Top of SUPPLIED TEXT

The aim of the study was to examine whether Latin American dance sport results in changes in the area of upper body statics compared to the normal population. At that, the study aimed to define differences in the upper body statics of various postures in Latin American dancers and also to show gender-specific differences. The structure of the study was based on Ohlendorf et al. [18, 19].


Before this quantitative cross-sectional study began, a positive ethical vote was obtained from the ethics committee of the Goethe University (No. 519/15). Within the framework of the study, a total of n = 49 (21 m, 28 f) active Latin American dancers were measured using video raster stereography. In order to ensure comparability of the results (e.g. age, technical quality of the dancers), inclusion criteria were defined:

  • voluntary participation;

  • aged between 18 and 40 years;

  • at least 2 years of tournament experience;

  • a training workload of at least four hours per week.

Exclusion criteria included:

  • an acute injury or a diagnosed sports injury in the spinal area within the last 6 weeks, provided this resulted in a break from sport of more than 2 weeks;

  • pregnancy.

Bottom of SUPPLIED TEXT

◆ **WHAT TO WORK ON**:
[A] Copy the part of the dance study text that opens with the words containing "Before this quantitative" and closes with "hours per week.", changing "tournament experience" to "competition experience" throughout.
[B] Extend the dance study text, picking up right after its final line.
The records come from a source unrelated to the dance study text.

Top of DATA LISTING

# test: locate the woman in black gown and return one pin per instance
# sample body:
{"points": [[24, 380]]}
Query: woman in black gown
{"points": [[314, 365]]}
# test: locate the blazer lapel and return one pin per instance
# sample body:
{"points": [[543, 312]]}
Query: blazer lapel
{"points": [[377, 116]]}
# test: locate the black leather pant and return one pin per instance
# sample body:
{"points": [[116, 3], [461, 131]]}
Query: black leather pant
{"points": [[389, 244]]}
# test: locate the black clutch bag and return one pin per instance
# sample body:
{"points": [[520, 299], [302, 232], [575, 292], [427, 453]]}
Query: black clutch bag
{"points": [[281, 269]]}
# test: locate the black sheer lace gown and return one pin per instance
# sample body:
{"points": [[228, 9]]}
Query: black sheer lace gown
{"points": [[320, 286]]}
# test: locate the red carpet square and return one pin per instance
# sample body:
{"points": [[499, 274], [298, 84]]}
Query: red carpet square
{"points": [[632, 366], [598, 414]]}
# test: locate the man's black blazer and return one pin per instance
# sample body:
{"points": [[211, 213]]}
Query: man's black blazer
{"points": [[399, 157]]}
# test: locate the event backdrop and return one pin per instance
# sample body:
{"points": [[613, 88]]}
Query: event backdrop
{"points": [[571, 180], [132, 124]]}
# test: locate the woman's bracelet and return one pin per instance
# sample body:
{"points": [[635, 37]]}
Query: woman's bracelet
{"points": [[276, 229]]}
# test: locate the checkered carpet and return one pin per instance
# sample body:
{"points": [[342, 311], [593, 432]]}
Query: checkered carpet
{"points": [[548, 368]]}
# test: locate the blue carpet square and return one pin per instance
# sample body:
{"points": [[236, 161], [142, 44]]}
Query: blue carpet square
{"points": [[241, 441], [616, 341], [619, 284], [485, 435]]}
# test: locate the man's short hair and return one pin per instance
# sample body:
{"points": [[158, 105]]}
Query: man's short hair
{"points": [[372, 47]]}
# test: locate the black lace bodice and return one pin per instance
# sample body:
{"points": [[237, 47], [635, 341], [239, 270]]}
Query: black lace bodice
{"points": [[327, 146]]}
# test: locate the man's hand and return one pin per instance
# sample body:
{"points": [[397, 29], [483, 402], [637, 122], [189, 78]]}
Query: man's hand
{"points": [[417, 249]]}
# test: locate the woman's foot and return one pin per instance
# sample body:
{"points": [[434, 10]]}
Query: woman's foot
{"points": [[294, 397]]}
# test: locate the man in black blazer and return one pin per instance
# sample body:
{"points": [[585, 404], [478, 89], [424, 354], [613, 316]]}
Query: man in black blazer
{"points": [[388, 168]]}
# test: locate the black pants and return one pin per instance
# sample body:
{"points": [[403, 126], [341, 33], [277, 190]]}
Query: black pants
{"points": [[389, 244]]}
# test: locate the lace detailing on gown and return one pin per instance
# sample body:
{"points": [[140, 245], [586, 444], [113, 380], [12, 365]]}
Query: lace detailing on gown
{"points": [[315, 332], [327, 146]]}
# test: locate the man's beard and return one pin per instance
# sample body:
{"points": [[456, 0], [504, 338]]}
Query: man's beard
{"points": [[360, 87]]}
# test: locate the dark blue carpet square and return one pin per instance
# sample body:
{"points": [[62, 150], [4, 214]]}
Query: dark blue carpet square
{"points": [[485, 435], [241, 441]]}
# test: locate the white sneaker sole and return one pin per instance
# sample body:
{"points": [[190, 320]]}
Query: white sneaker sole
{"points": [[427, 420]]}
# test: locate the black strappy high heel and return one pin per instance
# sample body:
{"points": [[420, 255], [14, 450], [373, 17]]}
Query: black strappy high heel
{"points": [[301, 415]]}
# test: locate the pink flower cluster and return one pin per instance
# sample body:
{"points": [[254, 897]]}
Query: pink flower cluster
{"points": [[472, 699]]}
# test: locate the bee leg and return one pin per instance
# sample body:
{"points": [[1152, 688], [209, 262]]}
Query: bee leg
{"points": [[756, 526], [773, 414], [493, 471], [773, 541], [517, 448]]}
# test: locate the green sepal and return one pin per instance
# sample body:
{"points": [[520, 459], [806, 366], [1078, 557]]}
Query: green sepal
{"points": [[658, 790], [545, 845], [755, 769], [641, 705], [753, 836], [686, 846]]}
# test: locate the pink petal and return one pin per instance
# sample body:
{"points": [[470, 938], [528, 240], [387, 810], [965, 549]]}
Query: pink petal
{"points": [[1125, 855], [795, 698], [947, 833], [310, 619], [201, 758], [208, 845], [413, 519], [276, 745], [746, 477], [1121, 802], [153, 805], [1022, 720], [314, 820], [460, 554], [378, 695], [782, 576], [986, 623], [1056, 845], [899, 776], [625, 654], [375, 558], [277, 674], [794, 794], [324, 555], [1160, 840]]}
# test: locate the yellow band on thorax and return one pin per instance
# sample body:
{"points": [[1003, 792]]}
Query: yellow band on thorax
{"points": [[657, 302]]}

Bottom of DATA LISTING

◆ **TASK RESPONSES**:
[A]
Before this quantitative cross-sectional study began, a positive ethical vote was obtained from the ethics committee of the Goethe University (No. 519/15). Within the framework of the study, a total of n = 49 (21 m, 28 f) active Latin American dancers were measured using video raster stereography. In order to ensure comparability of the results (e.g. age, technical quality of the dancers), inclusion criteria were defined:

  • voluntary participation;

  • aged between 18 and 40 years;

  • at least 2 years of competition experience;

  • a training workload of at least four hours per week.

[B]
A back scanner (model MiniRot Kombi System from ABW GmbH Frickenhausen, Germany) was used as the measurement system. This projects a moving strip grid (zebra pattern) onto the back of the test person using video raster stereography, thus recording an image of the back and calculating various angles (measuring frequency: 50 Hz). The resulting scan represents the surface of the back, three-dimensionally, on the basis of a two-second image capture which includess the calculation of the coordinates of the marker points. A system error of < 1 mm is specified by the manufacturer (manufacturer's information). This scanner examination is a reliable measurement method that is also gentle on the body [18-22]. A detailed description of all evaluation parameters can be found in Ohlendorf et al. [19]. The full investigation procedure is shown in Fig. 1.

Fig. 1
figure 1

Investigation procedure chart

The contact to the participants was established through the national and regional dance coaches. Participation in this study was on a voluntary basis. The study was conducted at the training site before, during or after a training session. Prior to the start of the study, the participants were informed in detail on the procedure. Informed consent was obtained from all participants involved in the stud before the start. A total of five measurement conditions were tested, of which postures 1, 2 and 3 were recorded barefooted with postures 4 and 5 in dance shoes:

  • Habitual posture 1 (P1): in this neutral-zero method, the subjects stood with their arms hanging down in what they felt was a normal posture.

  • Posture 2 (P2): the arms were extended laterally in 90° abduction.

  • Posture 3 (P3): a circle with both arms was formed above the head.

  • Posture 4 (P4): habitual posture in dance shoes analogous to posture 1.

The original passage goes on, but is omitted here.